Written task 1:
Print the passage from the forum thread about the disputed order, starting at "Brandon, shame on" and ending at "148 $!!! Shame on you!".
Written task 2:
In the forum thread about the disputed order, list everything BrandonRohde promises Gerhard if Gerhard provides a copy of his credit card statement showing the charge.

Passage provided:
────────────────────────────────────────
What a serios businessman… what a serios shop… Shame on you!

Brandon: Stop lieing! I have only one credit card! This card never was – is – or will be declined! I never ordered any motor from you! 
Brandon, shame on you and your shop! You don´t want to sent my stuff – you don´t want to pay my money back! You are stealing my money – this 148 $!!! Shame on you! 
I´m an idiot that I trusted you and didn´t call paypal earlier. But you – you are the pain in my ass and not a serios businessman! Next time I visit USA I will visit you to talk to you face to face… And trust me: I would get my money if would meet you… I want to see this man who has stolen my money…. Shame on you!!!

Ops, I forgot: It seems that Brandon likes this behaviour… The guy I asked stopped his business with Brandon Rohde and team-paradigm…


----------



## BigA

Sir, 

I don't know you or Brandon Rhode (sp?) very well. However, I was at the 2004 Stock Offroad Nationals and the guys from Team Paradigm were very nice - they would cut your motors for free and even game me free brushes. The bad guy who helped me the most was in fact Brandon. He never stole my motor(s), treated anyone I meet poorly or asked for a cent of my money. Now I do understand that you upset over the money, but have you sent a credit card statement to them showing this charge? I'm sure if you are reasonable and can prove you were charged they will help you out. 

Once again, I base my opinion on what I experienced from meeting the employees of this company at the track (now 2-3 times) and talking to them. I would be very shocked if this is truly how they conducted their business...

BigA


----------



## BrandonRohde

Gerhard,

We have communicated through email numerous times, and it seems to get no where. When all you do is try to flame our company or me personally, I honestly see no further reason to respond. I will however, make a deal with you. If you can provide me with a copy of your credit card statement showing that you were charged, I will give you a sincere appology, refund your card, and still send you your order in full at no charge.

I will admit that mistakes can happen, that is innevitable. However when I look back at our credit card charge logs that we keep very good records of, it shows that we tried more than one card from you, all of which were denied.

As for what you posted about what I said above, that is untrue. I responded saying that this order had been a big mess and was very confusing, but never did I post any negative comments about you personally.

If you have had a bad experience with us, then I will appologize for that. But as with any business, we cannot refund your card for something that was not paid for. Again though, if you can prove me wrong, I will hold up my end of the deal and refund your card and still ship your order.
────────────────────────────────────────
Data section:
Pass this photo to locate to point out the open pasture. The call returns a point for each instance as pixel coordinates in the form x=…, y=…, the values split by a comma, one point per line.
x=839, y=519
────────────────────────────────────────
Task result 1:
Brandon, shame on you and your shop! You don´t want to sent my stuff – you don´t want to pay my money back! You are stealing my money – this 148 $!!! Shame on you!

Task result 2:
- A sincere apology
- A refund to his card
- His order sent in full at no charge